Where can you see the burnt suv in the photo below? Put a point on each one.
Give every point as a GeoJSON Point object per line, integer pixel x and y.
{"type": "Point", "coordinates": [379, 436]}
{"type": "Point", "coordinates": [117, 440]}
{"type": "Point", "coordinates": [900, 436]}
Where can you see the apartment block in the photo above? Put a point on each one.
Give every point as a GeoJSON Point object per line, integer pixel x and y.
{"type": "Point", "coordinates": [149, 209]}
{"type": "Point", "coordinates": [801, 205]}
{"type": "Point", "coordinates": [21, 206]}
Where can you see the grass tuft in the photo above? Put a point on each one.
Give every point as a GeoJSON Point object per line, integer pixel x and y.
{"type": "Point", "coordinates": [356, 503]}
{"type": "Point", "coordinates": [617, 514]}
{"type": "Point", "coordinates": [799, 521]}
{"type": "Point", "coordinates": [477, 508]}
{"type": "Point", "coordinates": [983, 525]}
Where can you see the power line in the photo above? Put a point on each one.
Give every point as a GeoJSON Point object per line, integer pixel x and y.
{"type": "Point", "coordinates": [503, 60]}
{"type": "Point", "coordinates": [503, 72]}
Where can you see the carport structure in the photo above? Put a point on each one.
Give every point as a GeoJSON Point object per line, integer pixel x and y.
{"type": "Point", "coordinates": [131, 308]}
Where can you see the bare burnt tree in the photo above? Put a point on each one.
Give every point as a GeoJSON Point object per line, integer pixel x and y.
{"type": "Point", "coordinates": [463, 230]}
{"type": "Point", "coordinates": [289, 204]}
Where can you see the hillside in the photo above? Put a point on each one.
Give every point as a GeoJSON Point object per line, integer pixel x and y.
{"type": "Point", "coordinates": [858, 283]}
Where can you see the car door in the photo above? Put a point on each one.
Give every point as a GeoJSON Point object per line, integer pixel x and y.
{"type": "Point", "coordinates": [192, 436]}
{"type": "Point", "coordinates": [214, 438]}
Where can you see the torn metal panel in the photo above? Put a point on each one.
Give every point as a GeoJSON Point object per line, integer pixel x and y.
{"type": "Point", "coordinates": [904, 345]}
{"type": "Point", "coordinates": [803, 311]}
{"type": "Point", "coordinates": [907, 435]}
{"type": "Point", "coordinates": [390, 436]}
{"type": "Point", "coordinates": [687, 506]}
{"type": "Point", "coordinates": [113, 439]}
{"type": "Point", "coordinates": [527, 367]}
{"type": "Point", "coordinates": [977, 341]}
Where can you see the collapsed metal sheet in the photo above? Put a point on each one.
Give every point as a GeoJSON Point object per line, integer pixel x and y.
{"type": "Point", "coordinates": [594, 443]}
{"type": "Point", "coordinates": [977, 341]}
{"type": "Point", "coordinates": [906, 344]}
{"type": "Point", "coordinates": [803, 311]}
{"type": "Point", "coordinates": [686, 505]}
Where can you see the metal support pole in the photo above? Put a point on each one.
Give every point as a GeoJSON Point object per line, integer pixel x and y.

────────────────────────────────────────

▶ CHALLENGE
Can you rewrite the items from the line with "Where can you see the metal" through the end of the items, changing "support pole" to "guardrail post" and keeping everything else the same?

▶ RESULT FOR THIS EXERCISE
Where can you see the metal guardrail post in the photo above? Put a point on each one.
Give every point as a GeoJSON Point object per line, integer pixel x and y.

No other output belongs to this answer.